**PROBLEM STATEMENT**.
Find every line in the items below that contains the word "snowflake", and copy each of those lines out.
═══ WORKING DATA ═══
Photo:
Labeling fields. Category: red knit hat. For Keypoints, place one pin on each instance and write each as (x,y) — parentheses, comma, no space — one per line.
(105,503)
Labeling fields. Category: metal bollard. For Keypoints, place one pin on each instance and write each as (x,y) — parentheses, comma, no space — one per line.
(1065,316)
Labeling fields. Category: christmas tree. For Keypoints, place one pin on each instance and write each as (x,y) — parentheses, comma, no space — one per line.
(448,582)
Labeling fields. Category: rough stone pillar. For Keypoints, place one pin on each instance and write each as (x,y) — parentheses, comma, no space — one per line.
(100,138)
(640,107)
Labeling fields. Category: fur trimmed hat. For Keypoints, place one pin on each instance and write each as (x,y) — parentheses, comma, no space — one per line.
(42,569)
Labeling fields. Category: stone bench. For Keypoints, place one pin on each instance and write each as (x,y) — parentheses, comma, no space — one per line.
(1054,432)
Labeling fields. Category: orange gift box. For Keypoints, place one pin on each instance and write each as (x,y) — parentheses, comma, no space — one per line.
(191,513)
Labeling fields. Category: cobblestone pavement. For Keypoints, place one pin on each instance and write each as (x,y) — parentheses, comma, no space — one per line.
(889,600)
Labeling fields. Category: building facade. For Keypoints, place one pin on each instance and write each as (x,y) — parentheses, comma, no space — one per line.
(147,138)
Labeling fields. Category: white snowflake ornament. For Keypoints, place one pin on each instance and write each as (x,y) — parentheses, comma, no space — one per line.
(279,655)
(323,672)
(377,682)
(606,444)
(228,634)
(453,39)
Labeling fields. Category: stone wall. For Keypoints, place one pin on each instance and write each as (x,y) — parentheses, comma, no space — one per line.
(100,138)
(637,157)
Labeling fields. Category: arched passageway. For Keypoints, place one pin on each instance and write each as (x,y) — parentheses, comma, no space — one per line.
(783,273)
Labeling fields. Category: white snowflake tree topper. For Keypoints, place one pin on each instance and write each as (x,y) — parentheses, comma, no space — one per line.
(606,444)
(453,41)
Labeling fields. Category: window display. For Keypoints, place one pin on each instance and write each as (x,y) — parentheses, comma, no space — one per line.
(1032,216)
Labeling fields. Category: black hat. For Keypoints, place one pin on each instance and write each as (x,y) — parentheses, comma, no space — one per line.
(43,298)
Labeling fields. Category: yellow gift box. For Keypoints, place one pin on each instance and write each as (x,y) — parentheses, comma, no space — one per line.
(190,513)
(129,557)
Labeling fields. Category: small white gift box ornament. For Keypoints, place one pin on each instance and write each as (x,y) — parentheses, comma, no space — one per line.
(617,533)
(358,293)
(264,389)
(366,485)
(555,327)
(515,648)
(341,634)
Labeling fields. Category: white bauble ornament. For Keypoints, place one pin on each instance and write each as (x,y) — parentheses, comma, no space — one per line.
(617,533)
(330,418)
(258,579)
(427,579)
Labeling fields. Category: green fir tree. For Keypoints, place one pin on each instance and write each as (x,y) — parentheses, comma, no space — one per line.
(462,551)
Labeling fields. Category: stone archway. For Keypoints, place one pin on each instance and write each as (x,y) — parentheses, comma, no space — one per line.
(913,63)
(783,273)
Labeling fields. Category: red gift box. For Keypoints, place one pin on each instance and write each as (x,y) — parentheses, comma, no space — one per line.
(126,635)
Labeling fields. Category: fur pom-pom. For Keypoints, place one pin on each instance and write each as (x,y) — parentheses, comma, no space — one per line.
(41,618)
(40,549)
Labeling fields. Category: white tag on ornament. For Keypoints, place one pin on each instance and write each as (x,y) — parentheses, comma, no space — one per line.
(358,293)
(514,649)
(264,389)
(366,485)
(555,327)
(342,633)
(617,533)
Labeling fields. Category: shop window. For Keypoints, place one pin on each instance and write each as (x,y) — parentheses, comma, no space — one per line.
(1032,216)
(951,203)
═══
═══ WORKING DATA ═══
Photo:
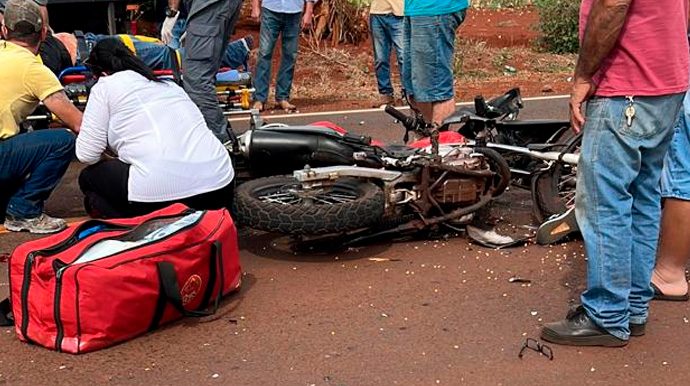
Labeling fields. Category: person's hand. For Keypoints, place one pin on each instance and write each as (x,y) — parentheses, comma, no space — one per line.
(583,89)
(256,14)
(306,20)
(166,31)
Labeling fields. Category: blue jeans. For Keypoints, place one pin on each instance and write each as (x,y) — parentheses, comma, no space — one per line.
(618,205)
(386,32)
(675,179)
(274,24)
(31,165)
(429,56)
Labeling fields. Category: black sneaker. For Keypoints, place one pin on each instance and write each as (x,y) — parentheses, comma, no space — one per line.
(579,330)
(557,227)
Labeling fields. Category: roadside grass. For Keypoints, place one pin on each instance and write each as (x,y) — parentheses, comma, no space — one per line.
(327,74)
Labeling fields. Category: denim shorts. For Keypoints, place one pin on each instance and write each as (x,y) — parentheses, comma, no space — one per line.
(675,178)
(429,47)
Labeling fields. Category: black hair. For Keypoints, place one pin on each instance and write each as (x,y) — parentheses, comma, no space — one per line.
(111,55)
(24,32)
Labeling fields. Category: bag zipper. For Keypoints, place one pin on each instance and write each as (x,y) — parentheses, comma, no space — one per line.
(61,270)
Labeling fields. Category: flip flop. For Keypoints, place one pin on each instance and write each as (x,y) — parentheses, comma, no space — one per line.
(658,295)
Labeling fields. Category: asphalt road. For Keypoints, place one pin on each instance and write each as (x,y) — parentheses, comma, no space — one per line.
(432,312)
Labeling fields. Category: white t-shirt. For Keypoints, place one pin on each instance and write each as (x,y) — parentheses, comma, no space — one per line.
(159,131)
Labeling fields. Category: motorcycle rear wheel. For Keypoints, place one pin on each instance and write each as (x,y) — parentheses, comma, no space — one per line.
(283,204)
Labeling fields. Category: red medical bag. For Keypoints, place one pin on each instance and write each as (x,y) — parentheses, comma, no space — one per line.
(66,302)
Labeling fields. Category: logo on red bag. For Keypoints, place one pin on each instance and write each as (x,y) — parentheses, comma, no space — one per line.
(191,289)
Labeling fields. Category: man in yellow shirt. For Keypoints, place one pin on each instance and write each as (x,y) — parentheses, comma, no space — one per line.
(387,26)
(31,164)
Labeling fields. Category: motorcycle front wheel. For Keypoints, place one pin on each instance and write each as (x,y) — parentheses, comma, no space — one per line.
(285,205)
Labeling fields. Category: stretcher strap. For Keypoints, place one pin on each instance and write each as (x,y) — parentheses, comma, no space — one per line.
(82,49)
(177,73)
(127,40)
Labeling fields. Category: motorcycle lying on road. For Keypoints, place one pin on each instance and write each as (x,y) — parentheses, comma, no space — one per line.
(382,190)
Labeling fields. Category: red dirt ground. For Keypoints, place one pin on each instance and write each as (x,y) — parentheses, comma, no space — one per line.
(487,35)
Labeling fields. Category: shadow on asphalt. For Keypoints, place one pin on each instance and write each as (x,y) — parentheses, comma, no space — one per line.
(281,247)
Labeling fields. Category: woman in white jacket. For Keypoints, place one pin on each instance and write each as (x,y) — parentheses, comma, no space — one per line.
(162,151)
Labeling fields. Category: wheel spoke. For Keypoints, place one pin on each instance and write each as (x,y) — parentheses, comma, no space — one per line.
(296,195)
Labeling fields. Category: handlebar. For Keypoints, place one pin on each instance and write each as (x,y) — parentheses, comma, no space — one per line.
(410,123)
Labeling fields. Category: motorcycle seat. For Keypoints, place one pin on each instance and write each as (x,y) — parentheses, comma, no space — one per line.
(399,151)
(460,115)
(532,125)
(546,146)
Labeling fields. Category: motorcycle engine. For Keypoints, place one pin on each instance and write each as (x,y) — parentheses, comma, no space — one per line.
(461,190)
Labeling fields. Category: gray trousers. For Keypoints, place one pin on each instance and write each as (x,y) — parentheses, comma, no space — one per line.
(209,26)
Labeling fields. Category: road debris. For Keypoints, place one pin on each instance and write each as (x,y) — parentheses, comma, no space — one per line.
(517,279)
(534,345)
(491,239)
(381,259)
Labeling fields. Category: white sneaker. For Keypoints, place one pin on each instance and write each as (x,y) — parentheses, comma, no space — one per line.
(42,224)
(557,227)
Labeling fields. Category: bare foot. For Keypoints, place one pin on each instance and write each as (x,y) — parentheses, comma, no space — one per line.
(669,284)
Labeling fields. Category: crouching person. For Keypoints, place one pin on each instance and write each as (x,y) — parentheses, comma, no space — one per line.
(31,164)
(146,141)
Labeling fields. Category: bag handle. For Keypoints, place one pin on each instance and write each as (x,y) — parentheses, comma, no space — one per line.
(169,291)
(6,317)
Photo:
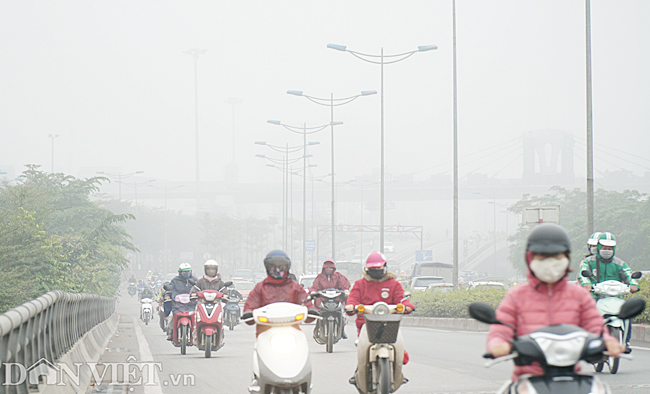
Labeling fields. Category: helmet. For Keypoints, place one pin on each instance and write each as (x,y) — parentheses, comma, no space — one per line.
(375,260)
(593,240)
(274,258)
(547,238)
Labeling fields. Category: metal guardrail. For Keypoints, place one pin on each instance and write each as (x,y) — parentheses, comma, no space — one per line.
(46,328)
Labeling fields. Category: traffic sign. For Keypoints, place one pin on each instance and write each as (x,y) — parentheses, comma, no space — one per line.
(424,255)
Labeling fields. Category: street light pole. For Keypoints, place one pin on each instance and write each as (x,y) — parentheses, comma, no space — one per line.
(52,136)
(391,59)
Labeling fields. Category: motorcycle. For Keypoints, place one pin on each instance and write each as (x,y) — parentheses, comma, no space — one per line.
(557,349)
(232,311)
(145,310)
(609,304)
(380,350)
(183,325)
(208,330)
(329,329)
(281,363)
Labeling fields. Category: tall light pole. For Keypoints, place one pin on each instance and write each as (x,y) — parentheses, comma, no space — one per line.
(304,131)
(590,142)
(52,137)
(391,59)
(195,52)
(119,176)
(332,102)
═══
═══ WORKING DATA ═══
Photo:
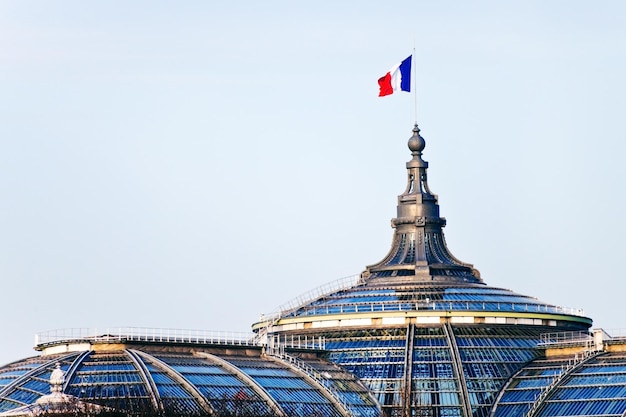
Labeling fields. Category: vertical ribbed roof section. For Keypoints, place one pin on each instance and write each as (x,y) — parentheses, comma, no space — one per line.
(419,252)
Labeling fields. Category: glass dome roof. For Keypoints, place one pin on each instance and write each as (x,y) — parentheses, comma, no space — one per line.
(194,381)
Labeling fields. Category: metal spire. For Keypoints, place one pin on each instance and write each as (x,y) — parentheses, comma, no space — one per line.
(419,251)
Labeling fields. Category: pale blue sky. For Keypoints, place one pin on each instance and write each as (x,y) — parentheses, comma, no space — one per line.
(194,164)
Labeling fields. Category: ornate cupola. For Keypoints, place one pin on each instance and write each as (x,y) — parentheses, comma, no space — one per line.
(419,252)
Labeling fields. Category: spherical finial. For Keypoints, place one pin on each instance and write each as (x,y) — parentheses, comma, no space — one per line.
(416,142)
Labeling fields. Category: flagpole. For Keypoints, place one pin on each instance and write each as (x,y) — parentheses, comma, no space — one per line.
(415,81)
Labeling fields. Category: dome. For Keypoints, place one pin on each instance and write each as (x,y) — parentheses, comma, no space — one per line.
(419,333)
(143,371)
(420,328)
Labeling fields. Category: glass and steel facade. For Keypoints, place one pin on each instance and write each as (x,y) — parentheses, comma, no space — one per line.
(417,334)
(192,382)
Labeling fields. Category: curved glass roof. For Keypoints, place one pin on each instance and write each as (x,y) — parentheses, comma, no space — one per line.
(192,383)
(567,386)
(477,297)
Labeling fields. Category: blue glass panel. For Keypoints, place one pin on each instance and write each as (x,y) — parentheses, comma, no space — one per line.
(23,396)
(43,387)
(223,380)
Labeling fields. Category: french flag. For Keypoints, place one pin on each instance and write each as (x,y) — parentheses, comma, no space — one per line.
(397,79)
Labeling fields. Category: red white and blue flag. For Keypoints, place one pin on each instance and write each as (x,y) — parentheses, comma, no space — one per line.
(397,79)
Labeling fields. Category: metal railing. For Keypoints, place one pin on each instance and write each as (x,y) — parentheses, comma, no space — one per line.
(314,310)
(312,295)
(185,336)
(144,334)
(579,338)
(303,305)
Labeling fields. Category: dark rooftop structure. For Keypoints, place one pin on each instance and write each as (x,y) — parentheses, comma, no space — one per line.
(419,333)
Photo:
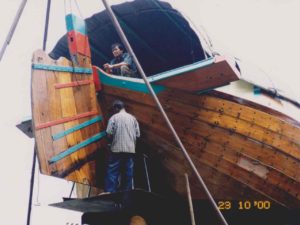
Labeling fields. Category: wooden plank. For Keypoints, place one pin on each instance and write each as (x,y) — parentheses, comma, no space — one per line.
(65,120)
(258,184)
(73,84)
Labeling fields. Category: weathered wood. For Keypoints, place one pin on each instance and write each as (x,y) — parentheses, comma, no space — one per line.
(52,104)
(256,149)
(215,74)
═══
**SOLVED EXERCISE**.
Labeling fields. Category: white snowflake ornament. For Keypoints, place one pin on each instance and write each as (x,y) — parentheses, comma, no space — one per line.
Labeling fields. Category: white snowflake tree topper. For Keypoints, place one pin on each instance and write each as (x,y) — parentheses, comma, no space — one per line.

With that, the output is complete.